Exercise instructions:
Find all the lines in the material below with the word "fist", and copy them.

Information provided:
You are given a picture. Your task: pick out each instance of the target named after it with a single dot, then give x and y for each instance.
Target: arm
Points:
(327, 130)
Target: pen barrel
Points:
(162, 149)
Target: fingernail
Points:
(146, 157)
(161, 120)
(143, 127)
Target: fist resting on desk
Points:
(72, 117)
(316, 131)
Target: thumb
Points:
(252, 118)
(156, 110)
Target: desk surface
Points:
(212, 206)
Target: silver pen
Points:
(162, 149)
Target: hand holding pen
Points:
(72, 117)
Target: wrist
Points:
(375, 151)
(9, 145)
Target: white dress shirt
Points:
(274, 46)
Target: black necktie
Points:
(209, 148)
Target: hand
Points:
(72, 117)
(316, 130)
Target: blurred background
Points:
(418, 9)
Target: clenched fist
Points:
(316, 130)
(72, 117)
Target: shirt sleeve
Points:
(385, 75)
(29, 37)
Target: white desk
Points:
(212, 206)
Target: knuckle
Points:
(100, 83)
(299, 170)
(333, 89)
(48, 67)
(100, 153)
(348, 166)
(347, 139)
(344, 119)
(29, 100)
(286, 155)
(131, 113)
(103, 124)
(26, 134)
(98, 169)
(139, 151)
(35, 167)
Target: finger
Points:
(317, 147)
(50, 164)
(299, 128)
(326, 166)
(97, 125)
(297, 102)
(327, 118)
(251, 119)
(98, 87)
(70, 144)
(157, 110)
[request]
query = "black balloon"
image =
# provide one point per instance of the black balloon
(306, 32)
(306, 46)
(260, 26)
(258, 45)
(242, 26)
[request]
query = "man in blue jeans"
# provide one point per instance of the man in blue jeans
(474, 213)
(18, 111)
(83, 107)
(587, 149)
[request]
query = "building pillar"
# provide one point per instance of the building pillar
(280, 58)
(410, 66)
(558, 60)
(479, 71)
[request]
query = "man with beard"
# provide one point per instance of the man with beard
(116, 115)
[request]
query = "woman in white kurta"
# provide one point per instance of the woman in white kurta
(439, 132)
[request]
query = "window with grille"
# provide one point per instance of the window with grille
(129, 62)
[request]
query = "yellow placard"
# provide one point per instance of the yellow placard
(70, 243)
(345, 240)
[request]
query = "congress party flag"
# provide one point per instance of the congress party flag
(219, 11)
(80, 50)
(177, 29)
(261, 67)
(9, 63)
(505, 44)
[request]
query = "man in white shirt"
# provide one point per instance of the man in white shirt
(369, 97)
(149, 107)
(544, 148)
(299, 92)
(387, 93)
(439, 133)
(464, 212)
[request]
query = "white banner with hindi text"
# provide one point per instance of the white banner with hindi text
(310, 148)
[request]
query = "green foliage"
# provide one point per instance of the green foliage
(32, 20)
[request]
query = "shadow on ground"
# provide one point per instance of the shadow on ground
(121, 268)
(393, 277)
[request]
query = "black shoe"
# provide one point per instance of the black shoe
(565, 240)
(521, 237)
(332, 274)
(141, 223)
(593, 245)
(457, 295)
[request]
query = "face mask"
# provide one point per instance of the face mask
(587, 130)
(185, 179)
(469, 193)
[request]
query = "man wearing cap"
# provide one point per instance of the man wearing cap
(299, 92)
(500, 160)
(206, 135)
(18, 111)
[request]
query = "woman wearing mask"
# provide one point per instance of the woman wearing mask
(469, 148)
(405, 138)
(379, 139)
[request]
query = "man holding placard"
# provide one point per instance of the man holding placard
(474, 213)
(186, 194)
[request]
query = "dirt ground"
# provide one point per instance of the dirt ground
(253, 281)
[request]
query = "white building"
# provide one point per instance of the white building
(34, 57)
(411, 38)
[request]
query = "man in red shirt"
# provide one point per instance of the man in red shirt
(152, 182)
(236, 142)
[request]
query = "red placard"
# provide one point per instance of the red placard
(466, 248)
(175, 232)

Task output:
Target: fist resting on desk
Target: clenched fist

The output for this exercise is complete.